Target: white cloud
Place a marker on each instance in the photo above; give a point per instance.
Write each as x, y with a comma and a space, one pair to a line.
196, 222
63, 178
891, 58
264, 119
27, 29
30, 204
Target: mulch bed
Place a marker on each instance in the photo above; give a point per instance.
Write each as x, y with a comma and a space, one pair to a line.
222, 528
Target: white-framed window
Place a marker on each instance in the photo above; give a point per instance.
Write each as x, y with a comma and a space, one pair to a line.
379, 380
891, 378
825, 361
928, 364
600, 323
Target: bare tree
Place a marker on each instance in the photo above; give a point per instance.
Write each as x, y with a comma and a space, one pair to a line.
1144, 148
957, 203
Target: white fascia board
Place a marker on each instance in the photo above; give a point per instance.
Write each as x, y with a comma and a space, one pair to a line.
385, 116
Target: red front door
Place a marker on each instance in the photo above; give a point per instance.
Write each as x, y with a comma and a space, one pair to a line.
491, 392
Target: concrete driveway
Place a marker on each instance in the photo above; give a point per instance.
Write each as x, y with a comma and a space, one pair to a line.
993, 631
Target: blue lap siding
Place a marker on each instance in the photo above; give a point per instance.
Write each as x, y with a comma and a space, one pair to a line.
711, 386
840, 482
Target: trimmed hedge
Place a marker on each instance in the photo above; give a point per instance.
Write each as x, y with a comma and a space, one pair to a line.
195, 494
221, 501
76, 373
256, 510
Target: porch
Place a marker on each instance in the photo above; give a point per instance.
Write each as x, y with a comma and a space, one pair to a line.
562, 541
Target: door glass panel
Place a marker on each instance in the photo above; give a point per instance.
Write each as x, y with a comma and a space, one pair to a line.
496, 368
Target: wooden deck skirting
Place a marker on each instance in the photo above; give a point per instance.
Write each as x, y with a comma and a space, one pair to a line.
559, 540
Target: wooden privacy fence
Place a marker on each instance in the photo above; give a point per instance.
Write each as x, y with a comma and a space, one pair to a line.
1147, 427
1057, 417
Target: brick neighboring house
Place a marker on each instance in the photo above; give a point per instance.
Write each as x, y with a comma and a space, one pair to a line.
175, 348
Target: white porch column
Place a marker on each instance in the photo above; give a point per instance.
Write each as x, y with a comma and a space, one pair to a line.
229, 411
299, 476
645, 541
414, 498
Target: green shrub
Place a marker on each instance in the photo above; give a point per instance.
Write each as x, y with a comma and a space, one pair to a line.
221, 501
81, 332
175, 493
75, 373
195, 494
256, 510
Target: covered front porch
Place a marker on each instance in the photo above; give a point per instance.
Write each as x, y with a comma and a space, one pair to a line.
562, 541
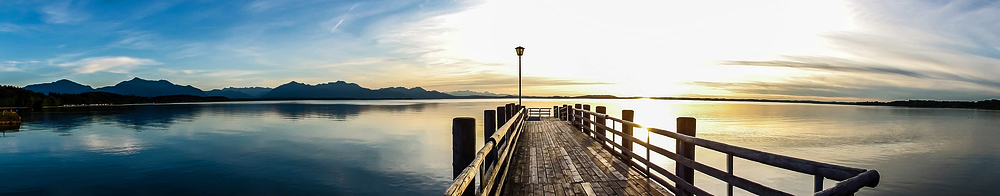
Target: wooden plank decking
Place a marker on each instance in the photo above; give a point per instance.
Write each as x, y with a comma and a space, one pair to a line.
556, 159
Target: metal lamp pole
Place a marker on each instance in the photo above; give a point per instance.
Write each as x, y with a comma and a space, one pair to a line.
520, 51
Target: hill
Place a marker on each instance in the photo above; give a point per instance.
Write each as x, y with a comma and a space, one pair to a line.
149, 88
252, 91
345, 90
232, 94
63, 86
474, 93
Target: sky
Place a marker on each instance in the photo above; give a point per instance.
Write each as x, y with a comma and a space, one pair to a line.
819, 49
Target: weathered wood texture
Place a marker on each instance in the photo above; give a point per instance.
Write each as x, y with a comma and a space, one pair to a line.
553, 159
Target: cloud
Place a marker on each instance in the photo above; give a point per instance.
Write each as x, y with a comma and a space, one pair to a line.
119, 64
63, 13
813, 90
841, 65
337, 25
10, 28
136, 40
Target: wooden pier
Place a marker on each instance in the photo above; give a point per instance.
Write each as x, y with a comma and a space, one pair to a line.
571, 150
557, 159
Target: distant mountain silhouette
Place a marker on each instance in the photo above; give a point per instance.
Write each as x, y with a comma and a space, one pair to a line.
344, 90
149, 88
232, 94
292, 90
474, 93
415, 92
252, 91
63, 86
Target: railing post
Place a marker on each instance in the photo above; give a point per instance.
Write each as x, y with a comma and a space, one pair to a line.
576, 116
563, 112
463, 147
510, 109
501, 116
600, 120
489, 127
628, 115
686, 126
586, 116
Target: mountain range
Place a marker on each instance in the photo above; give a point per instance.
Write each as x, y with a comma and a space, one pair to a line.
478, 94
292, 90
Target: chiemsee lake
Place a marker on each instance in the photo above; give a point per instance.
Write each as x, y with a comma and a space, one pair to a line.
403, 147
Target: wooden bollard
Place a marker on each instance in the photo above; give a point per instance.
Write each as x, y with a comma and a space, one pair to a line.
463, 146
576, 116
628, 115
686, 126
562, 112
510, 110
500, 117
600, 120
587, 117
554, 112
489, 127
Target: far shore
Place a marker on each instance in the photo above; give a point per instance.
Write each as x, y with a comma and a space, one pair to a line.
992, 104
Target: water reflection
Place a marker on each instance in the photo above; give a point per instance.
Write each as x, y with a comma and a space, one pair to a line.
402, 147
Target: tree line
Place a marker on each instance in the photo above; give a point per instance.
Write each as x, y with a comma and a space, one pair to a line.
12, 96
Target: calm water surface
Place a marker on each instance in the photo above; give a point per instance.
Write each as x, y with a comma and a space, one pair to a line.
402, 147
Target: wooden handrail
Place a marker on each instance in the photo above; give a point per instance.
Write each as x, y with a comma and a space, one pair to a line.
852, 179
502, 142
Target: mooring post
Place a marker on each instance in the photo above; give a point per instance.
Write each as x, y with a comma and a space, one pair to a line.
510, 109
600, 120
489, 127
628, 115
686, 126
463, 147
576, 116
587, 117
562, 112
500, 116
554, 112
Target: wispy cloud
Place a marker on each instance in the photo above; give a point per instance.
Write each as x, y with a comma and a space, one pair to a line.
337, 25
10, 28
137, 40
119, 64
63, 12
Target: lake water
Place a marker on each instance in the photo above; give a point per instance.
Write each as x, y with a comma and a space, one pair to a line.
403, 147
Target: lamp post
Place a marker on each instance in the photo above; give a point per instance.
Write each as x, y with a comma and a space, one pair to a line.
520, 51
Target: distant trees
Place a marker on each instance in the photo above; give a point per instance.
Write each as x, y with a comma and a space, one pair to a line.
12, 96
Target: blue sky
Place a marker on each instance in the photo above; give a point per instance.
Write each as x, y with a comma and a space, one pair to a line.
779, 49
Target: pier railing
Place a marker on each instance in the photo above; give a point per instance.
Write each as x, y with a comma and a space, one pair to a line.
682, 180
537, 113
491, 163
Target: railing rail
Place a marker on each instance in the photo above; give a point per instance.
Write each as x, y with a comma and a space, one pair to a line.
499, 147
539, 112
594, 123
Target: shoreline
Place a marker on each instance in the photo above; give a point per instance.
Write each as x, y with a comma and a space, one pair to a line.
907, 103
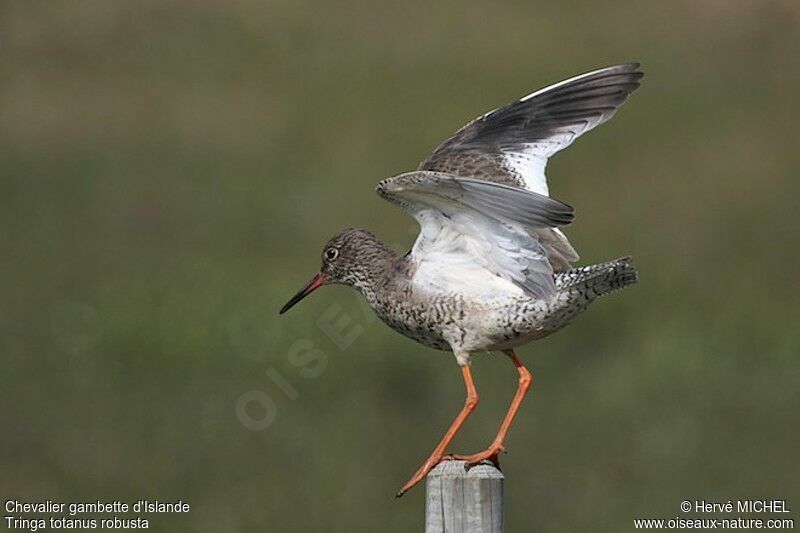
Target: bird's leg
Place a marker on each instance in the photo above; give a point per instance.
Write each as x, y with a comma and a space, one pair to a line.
438, 452
525, 380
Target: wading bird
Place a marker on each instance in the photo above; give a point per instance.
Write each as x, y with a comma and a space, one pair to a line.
490, 270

Exercise goal:
Please quote all of the items above word for word, leaving the pictures out of your answer.

Exercise answer:
Target: white cloud
Place a marker on each instance in the photo above; give a point per instance.
Write each as x, y with a comma and a space, one pair to a line.
196, 222
63, 178
891, 58
264, 119
27, 29
30, 204
Target: mulch bed
Place a marker on each instance in the photo above; give a point per instance.
Write each as x, y with a comma and a space, one pair to a line.
222, 528
Target: white-framed window
Place a marker on each instance in the photo above; give a point per instance.
Write each as x, y with a comma and a space, one pair to a line.
379, 380
891, 378
825, 361
928, 364
600, 323
Target: bare tree
Place a marker on each instance in the photo above; give a point per instance.
Write each as x, y with a comma and a space, one pair to a line.
1144, 148
957, 203
Target: white fascia board
Place a marker on each instance in the photo above; give a point per instance.
Write each as x, y with a comma and a space, one pair to a line.
385, 116
Target: red front door
Place a marker on each instance in the photo above; give a point per instance.
Write each as x, y with a comma and a space, one pair to a line.
491, 392
Target: concrete driveway
Place a marker on each instance in the photo above; give a point per instance.
Write each as x, y with a comma and a space, one pair to a line.
993, 631
Target: blue lap siding
Place a marker on each instance in the photo above; give a point per instance.
Write each as x, y with a comma and a space, one pair to a line.
711, 386
840, 482
Target: trimmed hedge
Place a marker on each instance in the photo above; give a point per instance.
Write each as x, y with a comma and a space, one pair to a line.
195, 494
221, 501
76, 373
256, 510
Target: porch
Place a marker on each instance in the photo above; give a point per instance.
Write each as x, y with a comma and a space, one pair to a line.
562, 541
Target: door glass panel
Place a marker on each instance in the photo above; give a point per instance.
Write each as x, y with a comma and a space, one pair to a line.
496, 368
Target: wooden deck skirting
Place a marker on each instance in the photo above; give a point per instance.
Write each as x, y with a comma and a space, one pair to a line.
559, 540
Target: wooden privacy fence
Place a marker on each instance in the photo above; give a point per instance.
Write each as x, y with a comma and a space, one pair to a line.
1147, 427
1057, 417
Target: brick neighboring house
Place a marker on each instance in the photo above; give a point per instance.
Write each as x, y with a comma and a space, one pair to a line.
175, 348
Target: white porch column
Place a marker on each instance in the photo above; give a point per instance.
Write each as x, y with a comma and a space, one pair to a line.
229, 411
299, 476
645, 541
414, 498
Target: green shrub
Place a marker on each instance in the photo above; give a point per instance.
Write each as x, y with a comma and a space, one pair to a line.
221, 501
81, 332
175, 493
75, 373
195, 494
256, 510
Target: covered front porch
Place a marker on each instance in the photo above; give a point per instance.
Write each as x, y with a comma and a space, one pair to a line.
562, 541
Target: wooden plank decking
Place a marker on each instance in the photo above; give a point per instance.
Write each as x, y with a comma and a space, one pair to a line.
556, 159
Target: metal lamp pole
Place a marker on each instance in the photo above; give a point per instance.
Write each as x, y with a comma and a space, one pair to a line.
520, 51
Target: hill
Place a marker on each instance in the photo above; give a point per instance.
Write each as x, y with a comma and a space, one pair to a line.
149, 88
252, 91
345, 90
232, 94
63, 86
474, 93
Target: sky
Place a marker on each instance in the photo above; give a point per instance.
Write each as x, y with a comma and a space, one pair to a line.
819, 49
Target: weathered wood texture
Place a marker on each instance in the photo above; give a point per instance.
Write each as x, y with a comma and a space, one pair to a line.
553, 159
Target: cloud
Place a marker on each instance in the photo above; give a point per instance.
Write each as x, y with a comma and a space, one pair to a line.
119, 64
63, 13
813, 90
841, 65
337, 25
10, 28
136, 40
Target: wooden pier
Place a marker on each instance in the photo above; give a point per instance.
Write each as x, y with a comma and a space, one pair to a line.
571, 150
557, 159
Target: distant mountain silhouette
Place a marker on each instance in the photo above; give a point per instance.
Write each as x, y with a comma and a space, one pair to a line.
344, 90
149, 88
232, 94
292, 90
474, 93
415, 92
252, 91
63, 86
Target: railing post
Place a marker on each instance in the photo above; give a point per instance.
Write each as x, y with a comma and a space, one pair to a line.
576, 116
563, 112
463, 147
510, 109
501, 116
600, 120
489, 127
628, 115
686, 126
586, 116
Target: mountain range
Place a marker on each instance in the photo above; give a point per instance.
Write each as x, y with a comma and a space, one pair to a line.
478, 94
292, 90
Target: chiemsee lake
Place a marker on each instance in the photo above; give a point per instance.
Write each as x, y with a comma and a space, one pair to a line.
403, 147
Target: wooden bollard
Place a marker on each instance in the photo above; give a point per instance.
Write each as x, y with a comma and a space, one pair to a line.
463, 146
576, 116
628, 115
686, 126
562, 112
510, 110
500, 117
600, 120
587, 117
554, 112
489, 127
Target: far shore
Place a marker on each instance in the photo above; give a point per instance.
Write each as x, y with a comma and a space, one pair to a line.
992, 104
Target: water reflection
Place a marker on each instance in the photo above; give a point per instance.
Write each as x, y with a comma and a space, one pair to a line.
402, 147
Target: tree line
Place a marker on each instance in the photo above; give a point per instance.
Write each as x, y with a comma and a space, one pair to a line.
12, 96
Target: calm water surface
Place a marker on each instance in the photo above; give a point per instance.
Write each as x, y with a comma and a space, one pair to a line.
402, 147
Target: wooden handrail
Place a marker on each instance in the photo above; give a point per instance.
Write each as x, y with a comma and a space, one pair to a line.
852, 179
502, 142
Target: mooring post
Place a marker on each instance in the photo above; give a point per instance.
Write each as x, y with a comma and a space, one pair to a line.
510, 109
600, 120
489, 127
628, 115
686, 126
463, 147
576, 116
587, 117
562, 112
500, 116
554, 112
Target: wispy cloud
Place a marker on each instance in the photo above; give a point per instance.
Write each as x, y with a comma and a space, one pair to a line.
337, 25
10, 28
137, 40
119, 64
63, 12
Target: lake water
Place a marker on each instance in the photo above; give a point per instance.
Write each as x, y with a comma and a space, one pair to a line.
403, 147
Target: lamp post
Place a marker on each instance in the photo above; give a point per instance.
Write each as x, y with a comma and a space, one pair to a line.
520, 51
Target: distant trees
Place a marker on each instance in the photo above; give a point per instance.
Write each as x, y with a comma and a space, one pair to a line.
12, 96
Target: blue sky
Place a marker on each instance in the photo above; give a point per instance.
Write each as x, y with a comma and a space, one pair to a line.
779, 49
Target: pier railing
Place a marker on each instance in the photo above; give a point per instance.
Write each as x, y with a comma and a space, one pair to a line.
682, 180
537, 113
491, 163
Target: railing rail
Place a marker on each instance in the photo above; give a point per instance.
Write each as x, y with a comma and a space, one pair to a line.
499, 147
539, 112
594, 123
Target: shoreline
Place a marker on each instance in the photo above; give a point per instance.
Write each as x, y with a comma and a space, one pair to a line.
907, 103
Target: bird's leg
Place a marker on each instance in the photo above; give a point per instance.
Write each as x, y with a comma and a space, one pair to a line.
438, 452
525, 380
Target: wading bird
Place a marker on each instance in the photo above; give a point per instance.
Write each as x, y with a comma and a space, one pair to a line.
490, 270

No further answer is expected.